▸ **Activity**: Reproduce the records below in their entirety, character for character.

Stored data entries
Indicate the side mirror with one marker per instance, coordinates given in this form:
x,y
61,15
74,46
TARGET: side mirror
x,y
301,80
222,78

▸ **Completed exercise**:
Indicate the side mirror with one marker per instance, coordinates given in this form:
x,y
61,15
74,46
TARGET: side mirror
x,y
301,80
222,78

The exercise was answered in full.